Maladie de Huntington et sexualité

Par Alice Rivières26 décembre 2012

J’ai lu un article de Jhanjee A, Anand K S, Bajaj B K, publié dans le Singapore Medical Journal, 2011, 52(6) intitulé « Hypersexual features in Huntington’s disease ». Cet article est forgé sur le modèle classique du « cas clinique », laconique, trois pages, rien que des symptômes, traitement, résultats, et surtout pas l’histoire de qui que ce soit (on remarquera par ailleurs le pluriel du titre, sa façon de tirer une caractéristique générale sur la maladie à partir d’un seul cas). Dans ce texte, on nous évoque le cas d’une femme sans nom, 30 ans, Indienne[^1] qui présente des symptômes de la maladie de Huntington – chorée, sautes d’humeur, insomnies (ce n’est que très tard dans l’article, étrangement, que l’on fait état de ses nombres de CAG qui sont de 47, ainsi le doute n’est pas permis). Mais les symptômes qui retiennent particulièrement l’attention des auteurs sont ses difficultés pour faire le ménage à la maison et son « hypersexuality » (ici, il est difficile de ne pas tiquer – et il n’est pas besoin d’être féministe radicale pour ça…). Elle-même fait état d’une « increased libido exhibited by an unusual increased interest in talks on sexual matters and excessive demand for sexual intercourse for the past four months ». Les auteurs prennent soin de remarquer que lors des examens neurologiques, elle essaie de prendre la main de son examinateur à plusieurs reprises.

**DONNÉES DE L'EXERCICE**

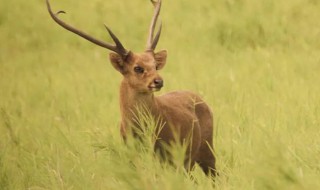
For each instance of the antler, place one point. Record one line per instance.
(152, 42)
(118, 48)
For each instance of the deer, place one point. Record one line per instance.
(182, 112)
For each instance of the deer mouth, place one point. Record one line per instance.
(154, 87)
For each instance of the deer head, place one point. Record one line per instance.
(140, 70)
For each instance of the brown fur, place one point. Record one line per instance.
(183, 112)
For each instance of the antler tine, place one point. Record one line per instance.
(152, 43)
(118, 48)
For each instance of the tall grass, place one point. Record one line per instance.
(256, 63)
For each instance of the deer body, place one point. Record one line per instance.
(182, 112)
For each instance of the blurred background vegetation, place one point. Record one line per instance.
(256, 63)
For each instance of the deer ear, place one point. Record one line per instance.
(161, 58)
(117, 61)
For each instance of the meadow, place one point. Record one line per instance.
(256, 63)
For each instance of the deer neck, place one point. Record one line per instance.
(130, 100)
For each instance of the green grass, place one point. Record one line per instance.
(257, 64)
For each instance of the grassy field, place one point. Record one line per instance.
(257, 64)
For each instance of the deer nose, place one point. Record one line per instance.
(158, 83)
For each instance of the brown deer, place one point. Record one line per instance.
(183, 112)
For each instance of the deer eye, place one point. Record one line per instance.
(138, 69)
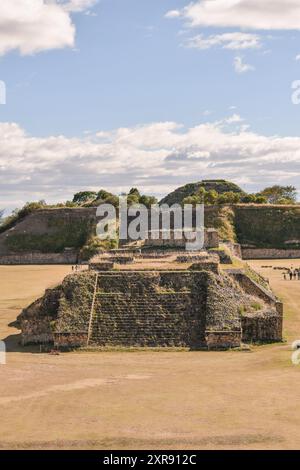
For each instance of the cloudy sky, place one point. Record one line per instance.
(147, 93)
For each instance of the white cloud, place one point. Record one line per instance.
(79, 5)
(235, 118)
(155, 157)
(173, 14)
(234, 41)
(248, 14)
(241, 67)
(32, 26)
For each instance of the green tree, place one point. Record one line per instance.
(84, 196)
(277, 193)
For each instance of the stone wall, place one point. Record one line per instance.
(196, 309)
(131, 308)
(48, 232)
(262, 327)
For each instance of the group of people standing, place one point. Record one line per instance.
(292, 274)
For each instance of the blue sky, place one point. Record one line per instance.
(118, 93)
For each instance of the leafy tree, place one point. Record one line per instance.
(102, 194)
(84, 196)
(211, 197)
(277, 193)
(134, 192)
(147, 201)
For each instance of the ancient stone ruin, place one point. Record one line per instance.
(147, 298)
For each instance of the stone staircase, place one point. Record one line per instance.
(161, 319)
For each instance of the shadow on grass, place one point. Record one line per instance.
(13, 344)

**CONSIGNE**
Poursuivez l'extrait sur la maladie de Huntington et la sexualité à la suite de sa dernière phrase.

**RÉPONSE**
Ce qui je trouve étrange c’est que d’après les auteurs, la plupart de la littérature médicale sur la MH montre qu’une perte de la libido et une hyposexualité sont en réalité observés bien plus fréquemment qu’une hypersexualité. Cette jeune femme montre donc un comportement plutôt rare. Or dans cet article, tout, depuis son titre jusqu’à la focalisation exclusive des auteurs sur l’augmentation de son appétit sexuel, est présenté pour renforcer l’idée que la MH provoquerait une désinhibition sexuelle. Je me demande bien pourquoi. Tout se passe comme si on cherche ici le croustillant et le spectaculaire autant que s’il s’agissait d’un article de presse à sensation.

Résultat des courses, alors qu’elle était déjà sous Haldol (anti-psychotique), on lui prescrit de l’Olanzapine (une autre famille de neuroleptique) : « For the management of hypersexuality, olanzapine was added to the existing treatment regimen of haloperidol and was gradually titrated up to 20 mg/ day, with dramatic improvement. » Tu m’étonnes.

[^1]: Les auteurs sont tous les deux Indiens et correspondants du Journal depuis New Delhi. Les Indiens, originaires du sud de l’Inde, constituent environ 8% de la population de Singapour.